## [TASK DIRECTIONS]
Transcribe the entries below exactly.

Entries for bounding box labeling
* * *

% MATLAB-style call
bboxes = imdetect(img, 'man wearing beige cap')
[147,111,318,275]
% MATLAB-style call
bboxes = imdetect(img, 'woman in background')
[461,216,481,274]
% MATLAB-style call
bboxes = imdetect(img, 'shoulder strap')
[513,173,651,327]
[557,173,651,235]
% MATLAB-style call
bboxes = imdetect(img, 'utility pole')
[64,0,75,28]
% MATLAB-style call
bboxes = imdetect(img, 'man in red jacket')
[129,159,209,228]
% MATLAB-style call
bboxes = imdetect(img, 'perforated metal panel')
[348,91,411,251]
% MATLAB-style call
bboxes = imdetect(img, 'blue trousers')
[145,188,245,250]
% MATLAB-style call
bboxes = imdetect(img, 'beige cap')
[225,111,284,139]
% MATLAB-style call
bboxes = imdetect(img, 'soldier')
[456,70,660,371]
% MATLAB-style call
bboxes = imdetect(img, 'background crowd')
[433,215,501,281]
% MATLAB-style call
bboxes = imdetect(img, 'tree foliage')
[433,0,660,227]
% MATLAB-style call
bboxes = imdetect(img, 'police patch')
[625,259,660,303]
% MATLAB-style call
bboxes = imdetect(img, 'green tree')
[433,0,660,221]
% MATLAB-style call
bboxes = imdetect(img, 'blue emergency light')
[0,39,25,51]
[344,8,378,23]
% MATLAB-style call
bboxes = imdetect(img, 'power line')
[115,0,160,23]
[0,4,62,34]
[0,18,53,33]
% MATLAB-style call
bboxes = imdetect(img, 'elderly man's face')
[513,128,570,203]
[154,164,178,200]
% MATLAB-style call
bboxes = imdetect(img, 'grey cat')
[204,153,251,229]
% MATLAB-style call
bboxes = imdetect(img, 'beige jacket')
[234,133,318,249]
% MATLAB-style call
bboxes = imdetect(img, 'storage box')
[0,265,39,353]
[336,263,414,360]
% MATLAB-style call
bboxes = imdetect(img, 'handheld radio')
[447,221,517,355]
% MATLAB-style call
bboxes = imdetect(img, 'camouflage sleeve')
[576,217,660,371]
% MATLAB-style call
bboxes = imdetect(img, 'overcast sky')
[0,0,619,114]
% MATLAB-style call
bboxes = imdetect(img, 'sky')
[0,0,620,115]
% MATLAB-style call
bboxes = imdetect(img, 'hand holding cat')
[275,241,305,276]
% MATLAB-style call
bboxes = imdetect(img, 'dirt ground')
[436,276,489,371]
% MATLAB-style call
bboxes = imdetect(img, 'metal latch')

* * *

## [EXPECTED ANSWER]
% MATLAB-style call
bboxes = imdetect(img, 'man wearing beige cap')
[147,111,318,275]
% MATLAB-style call
bboxes = imdetect(img, 'woman in background')
[461,216,481,274]
% MATLAB-style call
bboxes = imdetect(img, 'shoulder strap')
[513,173,651,327]
[557,173,651,235]
% MATLAB-style call
bboxes = imdetect(img, 'utility pole')
[64,0,75,28]
% MATLAB-style call
bboxes = imdetect(img, 'man in red jacket')
[129,159,209,228]
% MATLAB-style call
bboxes = imdetect(img, 'perforated metal panel')
[348,91,411,251]
% MATLAB-style call
bboxes = imdetect(img, 'blue trousers')
[145,188,245,250]
% MATLAB-style call
bboxes = imdetect(img, 'beige cap')
[225,111,284,139]
% MATLAB-style call
bboxes = imdetect(img, 'soldier')
[456,70,660,371]
% MATLAB-style call
bboxes = imdetect(img, 'background crowd')
[433,215,501,281]
% MATLAB-style call
bboxes = imdetect(img, 'tree foliage')
[433,0,660,227]
% MATLAB-style call
bboxes = imdetect(img, 'police patch')
[625,259,660,303]
% MATLAB-style call
bboxes = imdetect(img, 'green tree')
[433,0,660,221]
% MATLAB-style call
bboxes = imdetect(img, 'blue emergency light')
[0,39,25,51]
[344,8,378,23]
% MATLAB-style call
bboxes = imdetect(img, 'power line')
[115,0,160,23]
[0,4,62,34]
[0,18,53,33]
% MATLAB-style call
bboxes = imdetect(img, 'elderly man's face')
[513,128,570,203]
[154,164,178,200]
% MATLAB-style call
bboxes = imdetect(img, 'grey cat')
[204,153,251,229]
% MATLAB-style call
bboxes = imdetect(img, 'beige jacket')
[234,133,318,249]
% MATLAB-style call
bboxes = imdetect(img, 'storage box')
[0,265,39,353]
[336,263,414,360]
% MATLAB-style call
bboxes = imdetect(img, 'handheld radio')
[447,221,517,355]
% MATLAB-style call
bboxes = imdetect(img, 'camouflage sleeve')
[576,217,660,371]
% MATLAB-style call
bboxes = imdetect(img, 'overcast sky')
[0,0,619,114]
% MATLAB-style call
bboxes = imdetect(img, 'sky')
[0,0,620,115]
% MATLAB-style call
bboxes = imdetect(img, 'hand holding cat')
[275,241,305,276]
% MATLAB-style call
bboxes = imdetect(img, 'dirt ground')
[436,276,489,371]
% MATLAB-style call
bboxes = imdetect(img, 'metal latch')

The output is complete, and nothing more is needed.